◆ Text section ◆
If users don’t feel okay with managing interest rates, Liquity V2 provides automated interest rate management options: Summerstone protocol, which adjusts rates automatically based on user-selected risk levels and protocol metrics, and Custom Delegate, where users can authorize others to manage their rates for a fee taken from either total interest or rate changes.

The point about letting users borrow on their own terms is disintermediation of interest rates, because in any other onchain stablecoin issuer, we have to trust something:

  • In MakerDAO / Sky, we have to trust an onchain governance for interest rate management, which have difficulties to have an efficient one
  • In crvUSD, we have to trust a technical intermediary, potentially vulnerable to poor upstream parameterization, or exploits.

In Liquity V2, users are fully responsible for their chosen interest rates, so the interest management is purely market-driven.

2.3 Peg protection mechanisms

An onchain stablecoin issuer must follow the average market interest rate. If the interest rate is too low, users will make carry trades, hence creating excessive selling pressure for the stablecoin resulting in depeg below $1. Lots of stablecoin issuers suffered from carry trades because of lower interest rates than the average.

Now, we have a protocol allowing users to set the interest rates they want, without any intermediary. Since users put their own interests first, Liquity V2 had to find mechanisms in order to incentivize users for protecting the peg.

2.3.1 Redemptions

Where most of stablecoin issuers rely solely on a liquidation threshold, Liquity V2 introduces a redemption system, taken directly from V1’s. But unlike V1 where redemption was based on the collateralization ratio (which poses serious problems of capital efficiency), Liquity V2 is based on the interest rates.

How the redemption system works: The peg protection system looks like a "ticking bomb" circulating between all users who have issued BOLD, and the users with the lowest interest rates are holding the bomb:

  • When BOLD is trading at around $1 on the external market, nothing happens.
  • When BOLD is trading at a price inferior to $1, the redemption system is activated (see below)

The redemption system allows users to exchange BOLD for collateral by targeting borrowers with the lowest interest rates. Redeemers pay off these borrowers' debt and receive equivalent collateral in return. The affected borrowers keep their net value but have reduced ETH exposure. A dynamic redemption fee (starting at 0.5%) is paid by redeemers to borrowers and helps prevent price manipulation.

Redemptions become profitable when BOLD trades below $0.995 (or less depending of the dynamic redemption fee). This mechanism encourages borrowers to set competitive interest rates, as rates too low risk redemption while rates too high cost more than necessary, helping maintain BOLD's dollar peg.

◆ Material shown ◆
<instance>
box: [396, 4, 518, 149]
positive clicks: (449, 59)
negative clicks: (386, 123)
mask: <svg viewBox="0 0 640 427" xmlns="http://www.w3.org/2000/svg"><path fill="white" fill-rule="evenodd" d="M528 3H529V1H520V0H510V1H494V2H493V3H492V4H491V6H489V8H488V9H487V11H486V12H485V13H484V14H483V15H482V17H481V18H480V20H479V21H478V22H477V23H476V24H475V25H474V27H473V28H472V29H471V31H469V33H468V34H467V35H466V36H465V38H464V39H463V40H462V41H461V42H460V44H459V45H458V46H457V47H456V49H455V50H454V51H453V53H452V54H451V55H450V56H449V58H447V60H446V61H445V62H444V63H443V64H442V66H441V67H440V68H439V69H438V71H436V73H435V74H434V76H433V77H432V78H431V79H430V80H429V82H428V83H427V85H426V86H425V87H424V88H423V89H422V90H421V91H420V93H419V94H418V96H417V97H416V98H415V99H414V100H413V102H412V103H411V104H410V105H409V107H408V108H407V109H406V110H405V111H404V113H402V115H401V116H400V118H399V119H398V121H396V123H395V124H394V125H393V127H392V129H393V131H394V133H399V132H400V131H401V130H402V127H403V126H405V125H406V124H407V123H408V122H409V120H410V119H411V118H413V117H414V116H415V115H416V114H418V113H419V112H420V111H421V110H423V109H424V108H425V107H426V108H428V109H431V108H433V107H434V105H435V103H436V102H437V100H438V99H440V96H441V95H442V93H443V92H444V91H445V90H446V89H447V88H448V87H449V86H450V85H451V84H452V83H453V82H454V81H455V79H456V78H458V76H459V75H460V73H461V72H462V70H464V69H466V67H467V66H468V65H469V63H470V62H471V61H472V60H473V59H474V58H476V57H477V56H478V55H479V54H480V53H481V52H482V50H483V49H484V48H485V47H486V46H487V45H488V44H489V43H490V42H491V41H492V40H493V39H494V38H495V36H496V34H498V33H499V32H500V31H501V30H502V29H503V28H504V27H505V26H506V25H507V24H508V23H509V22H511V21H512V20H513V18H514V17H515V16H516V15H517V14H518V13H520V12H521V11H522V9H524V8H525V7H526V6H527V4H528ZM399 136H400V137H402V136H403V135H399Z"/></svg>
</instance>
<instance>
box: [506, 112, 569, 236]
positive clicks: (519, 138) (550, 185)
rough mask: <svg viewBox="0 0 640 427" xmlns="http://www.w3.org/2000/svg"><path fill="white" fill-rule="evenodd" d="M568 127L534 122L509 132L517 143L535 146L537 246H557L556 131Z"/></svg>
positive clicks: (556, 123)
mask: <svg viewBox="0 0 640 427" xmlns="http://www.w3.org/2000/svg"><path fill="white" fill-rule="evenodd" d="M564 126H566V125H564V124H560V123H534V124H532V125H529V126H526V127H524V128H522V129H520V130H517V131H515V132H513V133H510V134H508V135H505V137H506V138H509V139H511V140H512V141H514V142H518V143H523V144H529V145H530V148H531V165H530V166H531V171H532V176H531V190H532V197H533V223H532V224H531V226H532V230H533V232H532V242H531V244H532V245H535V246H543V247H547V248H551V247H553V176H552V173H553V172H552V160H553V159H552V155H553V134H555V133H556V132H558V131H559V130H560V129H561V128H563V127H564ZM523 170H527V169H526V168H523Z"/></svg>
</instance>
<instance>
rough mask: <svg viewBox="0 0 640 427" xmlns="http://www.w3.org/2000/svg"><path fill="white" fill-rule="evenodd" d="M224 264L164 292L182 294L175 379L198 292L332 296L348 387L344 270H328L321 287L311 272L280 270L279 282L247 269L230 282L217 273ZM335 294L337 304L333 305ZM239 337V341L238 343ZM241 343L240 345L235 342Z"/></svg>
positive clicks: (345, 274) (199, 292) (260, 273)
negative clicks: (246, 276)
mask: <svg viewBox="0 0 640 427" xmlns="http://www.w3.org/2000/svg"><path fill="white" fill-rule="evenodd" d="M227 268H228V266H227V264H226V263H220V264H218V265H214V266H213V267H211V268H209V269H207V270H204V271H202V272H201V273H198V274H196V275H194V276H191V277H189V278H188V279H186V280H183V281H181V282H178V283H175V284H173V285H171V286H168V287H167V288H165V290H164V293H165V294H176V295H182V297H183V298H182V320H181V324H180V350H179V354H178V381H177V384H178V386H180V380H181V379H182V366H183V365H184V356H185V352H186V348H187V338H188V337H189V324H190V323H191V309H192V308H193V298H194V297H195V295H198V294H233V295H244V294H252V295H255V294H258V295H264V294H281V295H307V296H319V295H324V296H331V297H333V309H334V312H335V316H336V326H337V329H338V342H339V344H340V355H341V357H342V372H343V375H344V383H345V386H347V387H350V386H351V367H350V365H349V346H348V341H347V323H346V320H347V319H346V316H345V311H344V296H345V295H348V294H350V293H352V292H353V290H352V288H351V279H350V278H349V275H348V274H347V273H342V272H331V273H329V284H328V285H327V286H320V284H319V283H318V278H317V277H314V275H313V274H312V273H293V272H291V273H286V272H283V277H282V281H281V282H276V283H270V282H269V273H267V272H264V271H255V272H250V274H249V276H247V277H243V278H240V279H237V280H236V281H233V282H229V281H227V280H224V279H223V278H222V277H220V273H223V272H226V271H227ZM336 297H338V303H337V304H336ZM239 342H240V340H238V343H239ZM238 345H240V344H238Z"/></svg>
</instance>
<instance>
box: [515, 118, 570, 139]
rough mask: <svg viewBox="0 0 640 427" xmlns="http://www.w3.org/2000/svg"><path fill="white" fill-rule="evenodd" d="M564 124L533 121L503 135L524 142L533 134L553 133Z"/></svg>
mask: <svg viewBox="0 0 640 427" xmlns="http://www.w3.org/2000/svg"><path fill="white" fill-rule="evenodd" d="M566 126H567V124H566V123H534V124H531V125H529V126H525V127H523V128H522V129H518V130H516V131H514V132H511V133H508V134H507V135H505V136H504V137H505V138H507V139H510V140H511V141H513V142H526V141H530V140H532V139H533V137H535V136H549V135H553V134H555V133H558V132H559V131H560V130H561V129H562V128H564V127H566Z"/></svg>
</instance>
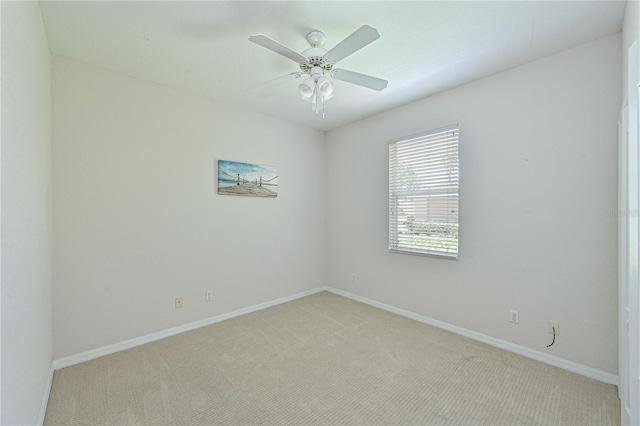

◆ Task set ◆
**1.** In the Liquity V2 text, what percentage does the dynamic redemption fee start at?
**2.** Copy the Liquity V2 text word for word, starting at "How the redemption" and ending after "market, nothing happens.".
Rely only on the Liquity V2 text, not the material.

◆ Solved problems ◆
**1.** 0.5%

**2.**
How the redemption system works: The peg protection system looks like a "ticking bomb" circulating between all users who have issued BOLD, and the users with the lowest interest rates are holding the bomb:

  • When BOLD is trading at around $1 on the external market, nothing happens.